Data items:
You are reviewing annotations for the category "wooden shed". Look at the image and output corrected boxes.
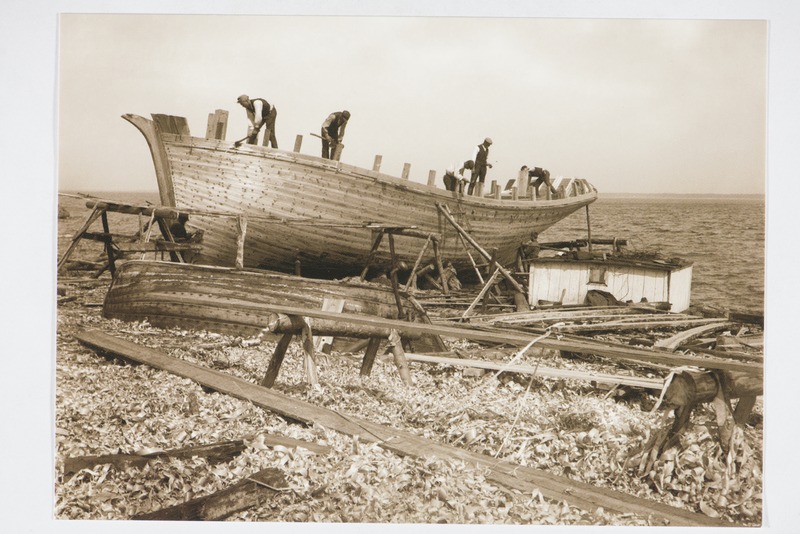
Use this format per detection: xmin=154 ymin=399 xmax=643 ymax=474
xmin=528 ymin=253 xmax=692 ymax=312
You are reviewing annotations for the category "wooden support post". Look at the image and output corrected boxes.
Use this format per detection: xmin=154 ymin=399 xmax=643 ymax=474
xmin=433 ymin=241 xmax=450 ymax=296
xmin=436 ymin=202 xmax=525 ymax=300
xmin=458 ymin=233 xmax=484 ymax=284
xmin=300 ymin=318 xmax=319 ymax=386
xmin=517 ymin=169 xmax=529 ymax=198
xmin=56 ymin=207 xmax=101 ymax=271
xmin=733 ymin=395 xmax=756 ymax=425
xmin=314 ymin=297 xmax=344 ymax=354
xmin=428 ymin=170 xmax=436 ymax=191
xmin=586 ymin=204 xmax=592 ymax=252
xmin=461 ymin=269 xmax=500 ymax=320
xmin=361 ymin=228 xmax=383 ymax=280
xmin=389 ymin=232 xmax=406 ymax=319
xmin=206 ymin=109 xmax=228 ymax=141
xmin=236 ymin=215 xmax=247 ymax=269
xmin=141 ymin=210 xmax=156 ymax=259
xmin=360 ymin=337 xmax=381 ymax=376
xmin=100 ymin=210 xmax=117 ymax=276
xmin=403 ymin=236 xmax=431 ymax=291
xmin=261 ymin=333 xmax=294 ymax=388
xmin=389 ymin=330 xmax=413 ymax=386
xmin=400 ymin=163 xmax=411 ymax=180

DIRECTIVE —
Return every line of the listing above verbatim, omitting the pictures.

PROBLEM SOLUTION —
You are reviewing annotations for the category "wooden shed". Look at the image and output corrected boxes.
Use this format per detection: xmin=154 ymin=399 xmax=643 ymax=474
xmin=528 ymin=253 xmax=692 ymax=312
You are reviewing annotations for the category "wooden support post". Look at the image and output corrected boxes.
Use this format per detection: xmin=154 ymin=399 xmax=643 ymax=474
xmin=433 ymin=241 xmax=450 ymax=296
xmin=436 ymin=202 xmax=525 ymax=300
xmin=458 ymin=233 xmax=484 ymax=284
xmin=300 ymin=318 xmax=319 ymax=386
xmin=517 ymin=169 xmax=529 ymax=198
xmin=56 ymin=207 xmax=101 ymax=271
xmin=733 ymin=395 xmax=756 ymax=425
xmin=314 ymin=297 xmax=344 ymax=354
xmin=428 ymin=170 xmax=436 ymax=191
xmin=586 ymin=204 xmax=592 ymax=252
xmin=461 ymin=269 xmax=500 ymax=320
xmin=361 ymin=228 xmax=383 ymax=280
xmin=389 ymin=232 xmax=406 ymax=319
xmin=206 ymin=109 xmax=228 ymax=141
xmin=236 ymin=215 xmax=247 ymax=269
xmin=141 ymin=210 xmax=156 ymax=259
xmin=360 ymin=337 xmax=381 ymax=376
xmin=100 ymin=210 xmax=117 ymax=276
xmin=403 ymin=236 xmax=431 ymax=291
xmin=261 ymin=333 xmax=294 ymax=388
xmin=389 ymin=330 xmax=413 ymax=386
xmin=400 ymin=163 xmax=411 ymax=180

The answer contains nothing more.